REQUIRED TASK:
Please output the entries below from the line that contains "like [[361, 75]]." through the final line, reproduced exactly and alone.

··· DATA ROWS

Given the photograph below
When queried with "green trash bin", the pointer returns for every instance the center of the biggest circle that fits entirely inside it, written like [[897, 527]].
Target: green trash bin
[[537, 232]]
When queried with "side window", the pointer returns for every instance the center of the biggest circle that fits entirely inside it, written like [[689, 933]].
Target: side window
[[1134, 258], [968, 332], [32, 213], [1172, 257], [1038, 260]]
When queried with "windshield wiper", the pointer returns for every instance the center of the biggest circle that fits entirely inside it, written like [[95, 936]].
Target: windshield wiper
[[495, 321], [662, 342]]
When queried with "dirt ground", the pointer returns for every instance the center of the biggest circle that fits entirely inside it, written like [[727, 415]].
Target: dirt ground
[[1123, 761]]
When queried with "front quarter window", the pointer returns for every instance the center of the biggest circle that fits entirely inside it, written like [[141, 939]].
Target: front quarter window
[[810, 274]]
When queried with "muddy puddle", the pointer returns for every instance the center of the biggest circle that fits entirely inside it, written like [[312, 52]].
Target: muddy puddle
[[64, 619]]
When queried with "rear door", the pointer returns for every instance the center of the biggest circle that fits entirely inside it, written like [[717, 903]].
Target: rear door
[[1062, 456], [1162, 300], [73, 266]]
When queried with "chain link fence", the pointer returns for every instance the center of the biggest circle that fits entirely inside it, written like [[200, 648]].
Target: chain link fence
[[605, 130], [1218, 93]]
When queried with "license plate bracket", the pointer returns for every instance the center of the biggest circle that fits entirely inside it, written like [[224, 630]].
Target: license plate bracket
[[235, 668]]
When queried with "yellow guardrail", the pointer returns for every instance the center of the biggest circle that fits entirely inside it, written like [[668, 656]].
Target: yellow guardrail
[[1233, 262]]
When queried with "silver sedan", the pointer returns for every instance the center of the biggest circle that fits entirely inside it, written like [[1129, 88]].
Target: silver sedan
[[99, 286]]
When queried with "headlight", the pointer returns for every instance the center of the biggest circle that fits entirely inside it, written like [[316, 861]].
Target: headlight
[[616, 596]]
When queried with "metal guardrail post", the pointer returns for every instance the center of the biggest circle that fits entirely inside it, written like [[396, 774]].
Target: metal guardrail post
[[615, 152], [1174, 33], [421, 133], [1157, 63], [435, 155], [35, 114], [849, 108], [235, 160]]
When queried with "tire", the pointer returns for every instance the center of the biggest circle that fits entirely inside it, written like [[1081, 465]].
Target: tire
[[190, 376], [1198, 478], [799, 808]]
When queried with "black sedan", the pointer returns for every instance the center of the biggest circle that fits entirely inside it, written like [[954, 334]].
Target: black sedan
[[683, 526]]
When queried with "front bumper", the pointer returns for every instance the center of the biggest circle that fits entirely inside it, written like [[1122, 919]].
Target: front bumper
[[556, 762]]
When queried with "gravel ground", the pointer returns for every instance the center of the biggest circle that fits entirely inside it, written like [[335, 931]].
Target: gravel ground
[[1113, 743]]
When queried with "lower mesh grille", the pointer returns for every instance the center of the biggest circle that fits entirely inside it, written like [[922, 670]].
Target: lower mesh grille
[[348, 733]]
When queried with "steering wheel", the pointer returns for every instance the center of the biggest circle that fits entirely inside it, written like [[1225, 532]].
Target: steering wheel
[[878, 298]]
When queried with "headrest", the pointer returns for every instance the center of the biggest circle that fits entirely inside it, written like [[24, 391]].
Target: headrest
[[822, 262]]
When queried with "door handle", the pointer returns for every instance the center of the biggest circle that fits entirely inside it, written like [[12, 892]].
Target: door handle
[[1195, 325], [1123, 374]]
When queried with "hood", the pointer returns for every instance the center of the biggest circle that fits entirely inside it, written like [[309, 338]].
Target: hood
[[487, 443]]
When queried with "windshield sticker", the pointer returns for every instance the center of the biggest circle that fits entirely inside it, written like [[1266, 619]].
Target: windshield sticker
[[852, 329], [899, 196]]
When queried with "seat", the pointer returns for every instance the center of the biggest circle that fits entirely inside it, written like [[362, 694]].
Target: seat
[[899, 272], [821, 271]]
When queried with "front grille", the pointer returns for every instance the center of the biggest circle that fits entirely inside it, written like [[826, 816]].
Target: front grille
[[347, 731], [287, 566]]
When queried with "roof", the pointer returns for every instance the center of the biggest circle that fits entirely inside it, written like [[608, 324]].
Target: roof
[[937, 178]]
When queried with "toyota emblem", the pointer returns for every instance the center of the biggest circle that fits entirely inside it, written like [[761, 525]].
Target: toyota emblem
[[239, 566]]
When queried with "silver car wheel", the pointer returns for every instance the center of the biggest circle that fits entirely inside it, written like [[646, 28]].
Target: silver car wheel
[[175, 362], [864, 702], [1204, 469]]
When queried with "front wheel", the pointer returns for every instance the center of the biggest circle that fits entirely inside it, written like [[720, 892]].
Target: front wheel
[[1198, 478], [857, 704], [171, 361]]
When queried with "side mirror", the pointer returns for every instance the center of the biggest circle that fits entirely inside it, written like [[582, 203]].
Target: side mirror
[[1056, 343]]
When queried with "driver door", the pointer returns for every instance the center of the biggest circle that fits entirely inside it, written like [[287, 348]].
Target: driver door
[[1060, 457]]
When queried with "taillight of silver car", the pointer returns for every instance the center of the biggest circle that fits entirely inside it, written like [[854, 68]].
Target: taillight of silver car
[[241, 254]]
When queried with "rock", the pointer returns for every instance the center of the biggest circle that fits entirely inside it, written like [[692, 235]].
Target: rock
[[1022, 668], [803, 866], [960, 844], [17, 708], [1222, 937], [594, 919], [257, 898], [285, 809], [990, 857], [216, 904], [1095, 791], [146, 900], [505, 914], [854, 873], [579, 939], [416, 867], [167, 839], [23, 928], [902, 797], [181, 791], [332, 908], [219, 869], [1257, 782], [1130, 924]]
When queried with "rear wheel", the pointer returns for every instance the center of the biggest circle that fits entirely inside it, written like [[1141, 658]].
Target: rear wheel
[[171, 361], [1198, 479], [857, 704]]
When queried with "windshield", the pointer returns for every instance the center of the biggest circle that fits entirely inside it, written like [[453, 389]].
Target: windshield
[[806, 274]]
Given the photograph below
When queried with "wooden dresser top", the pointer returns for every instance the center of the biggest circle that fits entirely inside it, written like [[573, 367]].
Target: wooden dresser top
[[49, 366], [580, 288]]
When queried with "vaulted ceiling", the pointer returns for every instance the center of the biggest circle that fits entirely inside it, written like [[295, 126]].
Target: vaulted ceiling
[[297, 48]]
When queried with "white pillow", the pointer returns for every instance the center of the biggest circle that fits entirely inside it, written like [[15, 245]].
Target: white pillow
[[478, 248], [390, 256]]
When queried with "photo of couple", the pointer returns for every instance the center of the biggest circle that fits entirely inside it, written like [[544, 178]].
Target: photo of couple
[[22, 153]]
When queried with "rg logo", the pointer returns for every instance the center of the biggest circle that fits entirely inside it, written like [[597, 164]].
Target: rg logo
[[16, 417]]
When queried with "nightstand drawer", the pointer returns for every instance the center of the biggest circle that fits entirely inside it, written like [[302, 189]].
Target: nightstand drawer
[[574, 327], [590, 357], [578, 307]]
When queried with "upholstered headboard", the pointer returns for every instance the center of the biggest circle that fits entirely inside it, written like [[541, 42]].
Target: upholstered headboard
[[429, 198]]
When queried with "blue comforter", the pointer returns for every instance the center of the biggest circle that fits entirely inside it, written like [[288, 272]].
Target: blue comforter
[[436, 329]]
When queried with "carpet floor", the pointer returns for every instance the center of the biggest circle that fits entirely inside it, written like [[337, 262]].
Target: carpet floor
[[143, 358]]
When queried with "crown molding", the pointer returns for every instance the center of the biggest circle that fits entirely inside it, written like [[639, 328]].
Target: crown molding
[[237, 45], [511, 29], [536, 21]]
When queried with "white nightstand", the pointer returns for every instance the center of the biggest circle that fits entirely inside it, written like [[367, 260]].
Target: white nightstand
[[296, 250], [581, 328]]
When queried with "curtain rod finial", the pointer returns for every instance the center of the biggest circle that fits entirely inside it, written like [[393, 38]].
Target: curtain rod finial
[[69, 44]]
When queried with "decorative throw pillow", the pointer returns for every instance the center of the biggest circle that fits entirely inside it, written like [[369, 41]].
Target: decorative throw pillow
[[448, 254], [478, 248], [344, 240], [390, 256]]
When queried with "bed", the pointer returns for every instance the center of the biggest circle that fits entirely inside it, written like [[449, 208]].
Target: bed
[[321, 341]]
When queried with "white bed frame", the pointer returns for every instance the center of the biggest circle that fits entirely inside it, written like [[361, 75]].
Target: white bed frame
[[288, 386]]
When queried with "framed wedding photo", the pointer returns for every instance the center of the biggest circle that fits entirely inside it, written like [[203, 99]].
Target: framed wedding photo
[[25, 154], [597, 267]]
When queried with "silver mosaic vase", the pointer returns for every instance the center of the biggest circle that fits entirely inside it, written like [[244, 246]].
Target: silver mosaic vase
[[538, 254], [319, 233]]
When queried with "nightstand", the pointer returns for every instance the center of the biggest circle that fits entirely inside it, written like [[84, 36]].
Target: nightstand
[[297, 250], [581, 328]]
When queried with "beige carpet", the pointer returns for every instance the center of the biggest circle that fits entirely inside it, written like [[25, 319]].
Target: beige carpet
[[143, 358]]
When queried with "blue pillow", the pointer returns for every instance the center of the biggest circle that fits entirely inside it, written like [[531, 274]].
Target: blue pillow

······

SOLUTION:
When queried with "white bed frame", the pointer returns for every instance the center of the biggest circle that fits entirely inside it, written like [[361, 75]].
Target: white bed frame
[[288, 386]]
When queried with "framed wedding photo", the pointer returns for every instance the center of the biggest circle that fits entirely inside it, written like [[203, 99]].
Target: framed wedding photo
[[25, 154], [597, 267]]
When queried with "silver mosaic vase", the pointer returns for every instance the center of the biggest circle that fits entirely inside it, written like [[244, 246]].
Target: silver mosaic vase
[[538, 254], [319, 233]]
When queried with "nightstand", the pointer returns for every instance the center of the biggest circle that fits entirely inside it, written like [[84, 36]].
Target: nightstand
[[297, 250], [581, 328]]
When queried with "beige carpet", the pointer returns for every instance the center of the biggest circle that fits entirely inside it, written like [[25, 319]].
Target: beige carpet
[[143, 358]]
When queried with "blue pillow", the pointer returns for every instance the center of the biggest circle that fits entirely inside it, written like [[531, 274]].
Target: blue pillow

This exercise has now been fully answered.